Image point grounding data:
────────

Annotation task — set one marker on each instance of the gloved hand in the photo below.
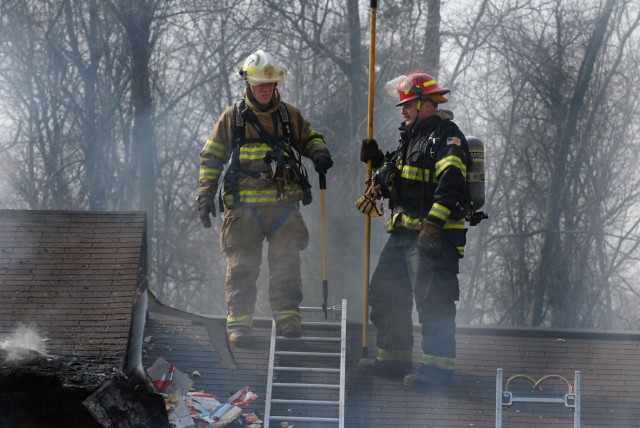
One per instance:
(369, 151)
(429, 240)
(321, 161)
(206, 206)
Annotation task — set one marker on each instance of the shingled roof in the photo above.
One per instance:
(607, 362)
(72, 278)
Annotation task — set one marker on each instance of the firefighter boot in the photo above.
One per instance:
(289, 328)
(386, 368)
(239, 337)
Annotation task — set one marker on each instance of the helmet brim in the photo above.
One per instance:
(437, 98)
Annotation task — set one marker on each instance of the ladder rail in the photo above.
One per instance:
(325, 357)
(343, 362)
(268, 397)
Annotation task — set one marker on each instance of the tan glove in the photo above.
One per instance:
(429, 240)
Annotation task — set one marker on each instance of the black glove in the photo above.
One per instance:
(206, 206)
(321, 161)
(429, 240)
(369, 151)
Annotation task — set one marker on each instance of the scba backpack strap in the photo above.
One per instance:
(464, 207)
(243, 115)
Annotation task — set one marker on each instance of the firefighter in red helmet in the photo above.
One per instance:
(428, 198)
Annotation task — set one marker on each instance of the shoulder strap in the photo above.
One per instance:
(286, 123)
(239, 137)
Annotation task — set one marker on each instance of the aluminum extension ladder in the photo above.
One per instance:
(571, 399)
(306, 379)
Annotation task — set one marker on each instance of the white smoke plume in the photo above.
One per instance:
(22, 343)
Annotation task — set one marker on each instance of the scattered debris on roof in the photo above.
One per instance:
(191, 409)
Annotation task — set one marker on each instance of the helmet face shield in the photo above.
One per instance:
(260, 67)
(418, 84)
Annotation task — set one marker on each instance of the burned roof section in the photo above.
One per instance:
(68, 283)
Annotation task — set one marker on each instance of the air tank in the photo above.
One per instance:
(475, 173)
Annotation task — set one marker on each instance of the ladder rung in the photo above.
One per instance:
(302, 419)
(308, 354)
(306, 385)
(306, 369)
(309, 339)
(321, 324)
(319, 402)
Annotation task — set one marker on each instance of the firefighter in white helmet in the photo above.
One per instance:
(263, 138)
(424, 179)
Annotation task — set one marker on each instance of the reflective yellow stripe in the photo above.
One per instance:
(235, 322)
(440, 211)
(216, 149)
(448, 161)
(257, 152)
(393, 355)
(403, 220)
(454, 224)
(443, 363)
(253, 196)
(313, 139)
(209, 174)
(414, 173)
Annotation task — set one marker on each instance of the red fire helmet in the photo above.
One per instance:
(416, 85)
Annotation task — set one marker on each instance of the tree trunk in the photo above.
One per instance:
(546, 268)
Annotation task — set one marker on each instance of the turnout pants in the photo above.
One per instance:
(403, 276)
(244, 230)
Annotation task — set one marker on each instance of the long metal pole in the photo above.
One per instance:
(367, 218)
(325, 286)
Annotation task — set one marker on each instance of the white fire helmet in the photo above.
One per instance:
(261, 67)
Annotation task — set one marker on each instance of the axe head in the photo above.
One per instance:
(368, 203)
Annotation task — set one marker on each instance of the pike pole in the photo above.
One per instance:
(325, 286)
(367, 218)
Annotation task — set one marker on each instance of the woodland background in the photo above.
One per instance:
(105, 105)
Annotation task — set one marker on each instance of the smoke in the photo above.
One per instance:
(22, 343)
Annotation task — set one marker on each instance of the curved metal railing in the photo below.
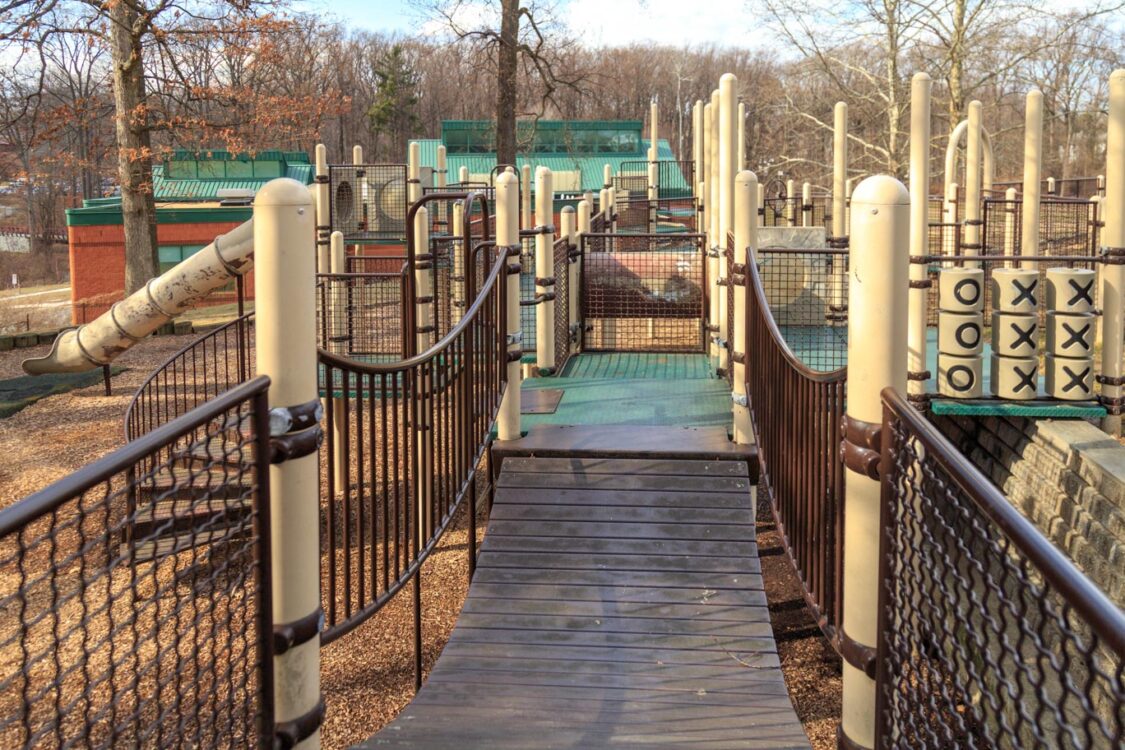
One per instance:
(795, 412)
(209, 366)
(404, 442)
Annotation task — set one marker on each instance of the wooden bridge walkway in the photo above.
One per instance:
(618, 602)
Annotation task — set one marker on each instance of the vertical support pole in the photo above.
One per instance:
(568, 228)
(286, 351)
(441, 174)
(459, 271)
(951, 231)
(414, 173)
(1113, 243)
(972, 232)
(323, 201)
(713, 253)
(704, 180)
(746, 233)
(360, 193)
(740, 160)
(507, 241)
(791, 202)
(696, 148)
(336, 344)
(839, 175)
(919, 229)
(545, 271)
(1010, 232)
(876, 359)
(527, 218)
(424, 339)
(1033, 170)
(576, 312)
(847, 207)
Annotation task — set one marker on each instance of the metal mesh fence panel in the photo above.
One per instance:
(989, 635)
(368, 201)
(135, 594)
(361, 315)
(807, 290)
(642, 292)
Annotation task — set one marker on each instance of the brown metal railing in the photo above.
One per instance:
(100, 651)
(795, 412)
(989, 635)
(210, 364)
(403, 445)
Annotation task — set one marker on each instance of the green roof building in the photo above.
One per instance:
(575, 151)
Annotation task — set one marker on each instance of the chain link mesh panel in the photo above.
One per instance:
(642, 292)
(990, 636)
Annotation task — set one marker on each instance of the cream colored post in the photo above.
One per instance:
(839, 172)
(876, 359)
(746, 233)
(919, 225)
(847, 206)
(286, 351)
(458, 288)
(1113, 241)
(584, 211)
(728, 152)
(527, 218)
(740, 163)
(414, 173)
(1033, 170)
(704, 175)
(441, 173)
(507, 240)
(791, 202)
(338, 343)
(568, 228)
(545, 269)
(714, 251)
(1010, 232)
(323, 200)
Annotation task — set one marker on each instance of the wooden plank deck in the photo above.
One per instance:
(617, 603)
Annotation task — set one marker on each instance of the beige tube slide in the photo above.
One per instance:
(127, 322)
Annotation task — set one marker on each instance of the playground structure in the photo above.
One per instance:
(619, 569)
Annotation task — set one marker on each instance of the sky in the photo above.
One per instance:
(725, 23)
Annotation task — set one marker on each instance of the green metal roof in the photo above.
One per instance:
(590, 165)
(188, 175)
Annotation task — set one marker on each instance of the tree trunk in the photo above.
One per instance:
(506, 68)
(134, 147)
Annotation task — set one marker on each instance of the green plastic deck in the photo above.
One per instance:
(990, 408)
(636, 389)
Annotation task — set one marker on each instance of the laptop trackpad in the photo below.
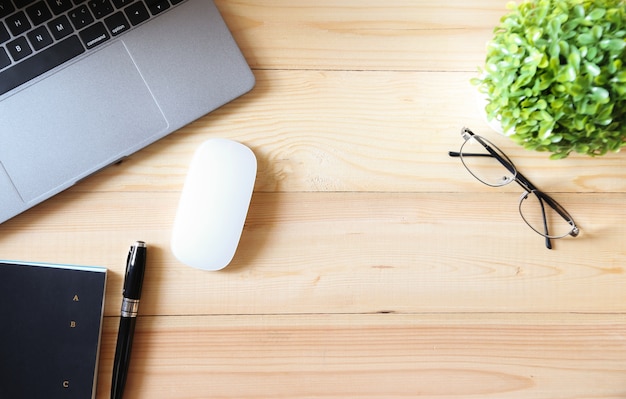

────────

Exercise goal
None of the pictures should appear, though every line of the data above must be reproduced exactly.

Solution below
Annotation task — set one marker on each instance of the gloved hand in the photo below.
One per instance:
(369, 151)
(429, 240)
(321, 161)
(206, 206)
Annotation task — set one marker on each instance of the shingled roof in the photo above.
One per instance:
(607, 362)
(72, 278)
Annotation task — set one marker on each instance of the firefighter boot in the photo above.
One per instance:
(289, 328)
(386, 368)
(239, 337)
Annotation task — set one marker on each instance of the helmet brim in the photo above.
One per instance:
(437, 98)
Annotation task — set one marker on each instance of the ladder rail in the photo above.
One per instance:
(325, 357)
(343, 362)
(268, 397)
Annotation task — set one marker on each instance of the tan glove in the photo above.
One per instance:
(429, 240)
Annotation task — set one marker on each instance of the black glove in the photo above.
One per instance:
(206, 206)
(321, 161)
(429, 240)
(369, 151)
Annotation task — set one marker on each instance of the scba backpack strap in the photo above.
One per instance:
(464, 207)
(243, 115)
Annotation task — set one marker on each instance of the firefighter in red helmet in the photo above.
One per instance:
(428, 198)
Annotation task — set one marker on each instance of the shoulder strap in the photo above.
One per instance:
(286, 123)
(239, 137)
Annotation task — set one marker on each instance of the aluminum extension ladder in the photo above.
One per instance:
(571, 399)
(306, 379)
Annotation task — set one marker on each instance of the white smoke plume in the photo above.
One per instance:
(22, 343)
Annotation task — set one marker on each instance of the scattered debris on roof in the photo above.
One per instance:
(191, 409)
Annotation task — set one marker on each instance of the helmet face shield in the photo above.
One per instance:
(260, 67)
(418, 84)
Annotation task — set one marker on each instance of the burned roof section in the photo above.
One per instance:
(68, 283)
Annotation task — set one marker on each instance of the air tank in the photo above.
One per instance:
(475, 173)
Annotation task — set one marker on each instance of the ladder rung in the photo above.
One per instance:
(302, 419)
(308, 354)
(306, 385)
(306, 369)
(309, 339)
(321, 324)
(319, 402)
Annotation task — set one marker on each instance of the firefighter in white helmet in the photo above.
One per instance:
(263, 138)
(424, 179)
Annotation task — set one marker on each instance of the reflective yellow stripe in the photo above.
One per instance:
(235, 322)
(440, 211)
(216, 149)
(448, 161)
(257, 152)
(393, 355)
(403, 220)
(454, 224)
(443, 363)
(253, 196)
(313, 139)
(209, 174)
(414, 173)
Annotation task — set one marker on each instance of the red fire helmet in the photo above.
One per instance:
(416, 85)
Annotation task — set one marker on each instance of the tree trunk in the photo above.
One per instance:
(546, 268)
Annotation task — set one marker on each instance of the turnout pants in the photo above.
One per instance:
(403, 276)
(244, 230)
Annotation task — set one marker on each instance of the long metal pole in the photo above.
One per instance:
(367, 218)
(325, 286)
Annotation task — set one marker on each instance of the white fire helmet in the photo above.
One per instance:
(261, 67)
Annotation task — set one marker on each instance of the axe head in the photo above.
One per instance:
(368, 203)
Annotation task — set one marker on each instance of the pike pole in the photo above.
One per instance:
(325, 286)
(367, 218)
Annotation task — set one marker on each instance of the woodland background in the photo above.
One per instance:
(105, 105)
Annotation task — set one marker on each instance of the smoke in the photo above.
One per instance:
(22, 343)
Annotation task — set one marker on each instance of the curved metal railing in the photo below.
One per instance:
(795, 412)
(209, 366)
(404, 442)
Annotation task — set one marker on each instance of the wooden bridge walkway in the photo above.
One per instance:
(618, 602)
Annotation task — set one marker on each instance of the vertical support pole in the photo above.
One per instance:
(568, 228)
(286, 351)
(441, 174)
(459, 271)
(951, 231)
(414, 173)
(1113, 243)
(972, 232)
(323, 201)
(713, 253)
(704, 180)
(746, 233)
(360, 193)
(740, 160)
(507, 241)
(791, 202)
(696, 148)
(336, 344)
(839, 175)
(919, 229)
(545, 271)
(1010, 232)
(876, 359)
(527, 218)
(424, 339)
(1033, 170)
(576, 312)
(847, 207)
Annotation task — set one marker on each instance of the metal mesh fence panel in the photo above.
One per instance:
(989, 635)
(368, 201)
(135, 594)
(361, 315)
(807, 290)
(642, 292)
Annotation task — set one marker on each instance of the brown metal railing in the photo above.
One per instance:
(100, 651)
(795, 412)
(989, 635)
(210, 364)
(403, 445)
Annotation task — set one marker on each instance of the green roof building in the photo above.
One per instance:
(575, 151)
Annotation task — set one marker on each instance of the chain link mesh panel in the photo above.
One per instance:
(642, 292)
(990, 636)
Annotation task — set one marker on each instance of the cream colored post in the photo above.
One per instance:
(839, 172)
(876, 359)
(746, 233)
(919, 225)
(847, 206)
(286, 351)
(458, 288)
(1113, 241)
(584, 211)
(728, 152)
(527, 218)
(740, 163)
(414, 173)
(1033, 170)
(704, 175)
(441, 173)
(507, 240)
(791, 202)
(338, 343)
(568, 228)
(545, 269)
(714, 251)
(1010, 232)
(323, 200)
Annotation task — set one marker on each instance of the wooden plank deck in the photo above.
One per instance:
(617, 603)
Annotation task — set one marker on each instance of the beige tube slide in the photo above.
One per instance:
(127, 322)
Annotation task — set one marker on each instance of the playground structure in the photo above.
One per instance:
(619, 569)
Annotation task — set one marker on each instance of the sky in the photo above.
One per instance:
(725, 23)
Annotation task — set one marker on each instance of the green metal roof in the photo above.
One per instance:
(590, 165)
(188, 175)
Annotation task — set one marker on each instance of the tree trunk in the photo above.
One per instance:
(506, 68)
(134, 147)
Annotation task — set one marker on each instance of the green plastic deck in the photo above.
One per instance:
(990, 408)
(636, 389)
Annotation task — set one marker on each instance of the laptop trackpad in the photo below.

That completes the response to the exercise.